TASK ITEM.
Extend the text on Bakhchysarai Raion from its final sentence.

Bakhchysarai Raion (Бахчисарайский район; Бахчисарайський район; Bağçasaray rayonı) is one of the 25 regions of Crimea, an internationally recognized territory of Ukraine occupied and annexed by Russia in 2014. Population:

The Bakhchysarai Raion is situated in the southwestern part of the peninsula. Two thirds of the raion's area is mountainous, while the northwestern part of the region is occupied by the coastal plain.

==Places of interest==
The raion contains a great number of historical landmarks of the ancient history and the Middle Ages history of Crimea, among which are so called cave cities Chufut-Kale, Mangup, and others. The administrative centre of the raion, Bakhchysarai, in the past was a capital of the Crimean Khanate. In addition, the Crimean Astrophysical Observatory is located in the town of Nauchnyi.

INFORMATION PROVIDED.
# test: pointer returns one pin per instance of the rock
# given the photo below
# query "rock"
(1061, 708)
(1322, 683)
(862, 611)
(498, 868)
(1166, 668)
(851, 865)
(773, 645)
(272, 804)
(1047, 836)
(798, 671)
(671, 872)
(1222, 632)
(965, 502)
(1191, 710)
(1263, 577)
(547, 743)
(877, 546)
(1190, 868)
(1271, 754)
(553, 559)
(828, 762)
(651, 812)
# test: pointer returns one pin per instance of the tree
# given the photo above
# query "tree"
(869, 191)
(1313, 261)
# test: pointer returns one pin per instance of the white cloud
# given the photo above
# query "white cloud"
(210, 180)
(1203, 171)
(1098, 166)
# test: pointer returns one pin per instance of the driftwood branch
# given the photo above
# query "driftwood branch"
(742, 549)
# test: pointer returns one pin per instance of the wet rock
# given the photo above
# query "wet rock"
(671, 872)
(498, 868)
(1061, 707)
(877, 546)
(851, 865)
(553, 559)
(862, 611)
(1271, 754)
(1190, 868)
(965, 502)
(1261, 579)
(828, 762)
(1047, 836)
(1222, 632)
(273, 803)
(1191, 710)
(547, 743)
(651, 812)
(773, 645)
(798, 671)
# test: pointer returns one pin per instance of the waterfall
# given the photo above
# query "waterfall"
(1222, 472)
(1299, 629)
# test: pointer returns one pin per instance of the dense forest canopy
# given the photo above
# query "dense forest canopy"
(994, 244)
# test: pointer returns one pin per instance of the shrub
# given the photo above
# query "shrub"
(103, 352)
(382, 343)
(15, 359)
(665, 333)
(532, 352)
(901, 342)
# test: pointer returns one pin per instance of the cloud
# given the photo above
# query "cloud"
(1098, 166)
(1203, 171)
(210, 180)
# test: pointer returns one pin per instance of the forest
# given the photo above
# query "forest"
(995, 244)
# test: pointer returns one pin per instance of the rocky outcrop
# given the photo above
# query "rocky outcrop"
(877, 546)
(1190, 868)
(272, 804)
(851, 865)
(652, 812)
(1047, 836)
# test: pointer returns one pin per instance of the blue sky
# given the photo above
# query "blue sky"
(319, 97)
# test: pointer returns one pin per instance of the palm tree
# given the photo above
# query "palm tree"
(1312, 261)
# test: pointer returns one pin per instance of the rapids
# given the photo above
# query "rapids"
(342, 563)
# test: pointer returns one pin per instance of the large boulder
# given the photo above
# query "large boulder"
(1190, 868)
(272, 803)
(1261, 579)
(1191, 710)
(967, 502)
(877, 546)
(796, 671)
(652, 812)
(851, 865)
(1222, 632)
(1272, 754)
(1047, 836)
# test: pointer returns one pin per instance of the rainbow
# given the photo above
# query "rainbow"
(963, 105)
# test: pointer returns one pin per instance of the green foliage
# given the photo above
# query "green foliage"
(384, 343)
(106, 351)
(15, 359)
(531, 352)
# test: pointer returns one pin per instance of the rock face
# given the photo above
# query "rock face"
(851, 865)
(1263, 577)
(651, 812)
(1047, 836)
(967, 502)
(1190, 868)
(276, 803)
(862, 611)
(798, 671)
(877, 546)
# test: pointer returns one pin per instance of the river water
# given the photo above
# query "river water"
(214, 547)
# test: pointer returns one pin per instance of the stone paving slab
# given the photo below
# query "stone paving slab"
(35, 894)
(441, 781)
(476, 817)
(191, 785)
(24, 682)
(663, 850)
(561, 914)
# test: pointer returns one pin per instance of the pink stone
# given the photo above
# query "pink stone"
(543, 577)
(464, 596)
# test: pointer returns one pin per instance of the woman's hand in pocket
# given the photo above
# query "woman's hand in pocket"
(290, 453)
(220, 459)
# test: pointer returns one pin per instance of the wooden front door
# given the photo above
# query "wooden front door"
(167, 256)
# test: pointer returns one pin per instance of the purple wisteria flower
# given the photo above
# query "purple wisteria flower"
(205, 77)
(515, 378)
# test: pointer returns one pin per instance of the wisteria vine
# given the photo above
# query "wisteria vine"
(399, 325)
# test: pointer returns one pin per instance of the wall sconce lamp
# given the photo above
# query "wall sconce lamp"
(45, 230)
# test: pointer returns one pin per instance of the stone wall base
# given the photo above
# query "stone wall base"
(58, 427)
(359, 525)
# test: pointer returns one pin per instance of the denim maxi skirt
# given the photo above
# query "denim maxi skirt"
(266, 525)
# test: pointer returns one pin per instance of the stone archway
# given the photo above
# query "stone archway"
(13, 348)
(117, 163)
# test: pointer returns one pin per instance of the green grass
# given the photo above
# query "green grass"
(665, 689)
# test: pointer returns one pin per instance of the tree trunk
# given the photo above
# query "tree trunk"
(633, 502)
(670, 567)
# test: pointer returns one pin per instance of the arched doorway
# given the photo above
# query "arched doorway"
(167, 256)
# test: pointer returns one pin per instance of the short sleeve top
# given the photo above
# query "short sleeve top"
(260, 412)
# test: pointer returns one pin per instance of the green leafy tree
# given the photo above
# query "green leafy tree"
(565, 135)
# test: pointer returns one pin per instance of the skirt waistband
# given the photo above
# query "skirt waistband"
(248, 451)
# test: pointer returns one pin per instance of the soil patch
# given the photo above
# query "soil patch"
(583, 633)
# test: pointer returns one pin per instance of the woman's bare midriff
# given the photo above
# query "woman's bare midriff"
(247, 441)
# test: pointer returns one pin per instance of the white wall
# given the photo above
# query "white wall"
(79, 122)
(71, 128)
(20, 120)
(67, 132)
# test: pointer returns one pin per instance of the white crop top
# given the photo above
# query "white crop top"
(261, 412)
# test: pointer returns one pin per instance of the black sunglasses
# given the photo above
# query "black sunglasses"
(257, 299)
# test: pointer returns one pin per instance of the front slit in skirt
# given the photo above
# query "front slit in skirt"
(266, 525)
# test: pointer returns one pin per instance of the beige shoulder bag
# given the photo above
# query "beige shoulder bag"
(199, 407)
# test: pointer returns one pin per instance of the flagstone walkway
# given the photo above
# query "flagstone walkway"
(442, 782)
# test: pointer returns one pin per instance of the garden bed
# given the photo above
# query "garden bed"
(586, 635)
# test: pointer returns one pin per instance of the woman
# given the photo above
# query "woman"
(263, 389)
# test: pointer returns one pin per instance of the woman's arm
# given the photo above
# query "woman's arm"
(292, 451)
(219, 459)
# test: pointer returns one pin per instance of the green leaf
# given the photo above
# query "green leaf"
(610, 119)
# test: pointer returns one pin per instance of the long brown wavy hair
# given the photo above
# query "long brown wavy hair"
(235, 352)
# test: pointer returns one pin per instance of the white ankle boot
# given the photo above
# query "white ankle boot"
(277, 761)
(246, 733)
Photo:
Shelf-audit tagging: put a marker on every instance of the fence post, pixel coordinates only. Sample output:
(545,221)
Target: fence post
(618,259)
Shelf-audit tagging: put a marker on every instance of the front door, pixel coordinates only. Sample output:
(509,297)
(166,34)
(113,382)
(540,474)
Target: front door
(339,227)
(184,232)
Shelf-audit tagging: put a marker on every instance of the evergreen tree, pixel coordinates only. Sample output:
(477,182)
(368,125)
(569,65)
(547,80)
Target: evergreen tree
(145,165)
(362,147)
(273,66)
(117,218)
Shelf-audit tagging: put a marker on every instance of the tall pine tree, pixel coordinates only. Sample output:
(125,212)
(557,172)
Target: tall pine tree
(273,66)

RESULT OF THE EXERCISE.
A few other important attractions located within the raion:
- Bakhchysarai Palace
- The "cave city" of Çufut Qale
- The "cave city" of Eski Kermen
- Mangup
- The "cave city" of Tepe-Kermen
- Uspenskyi Cave Monastery

== 2020 Ukrainian Administrative Reform ==

In July 2020, Ukraine conducted an administrative reform throughout its de jure territory. This included Crimea, which was at the time occupied by Russia, and is still ongoing as of July 2026. Crimea was reorganized from 14 raions and 11 municipalities into 10 raions, with municipalities abolished altogether. The territory of Bakhchysarai Raion was expanded to include parts of Sevastopol, which has been de jure implemented since 2023.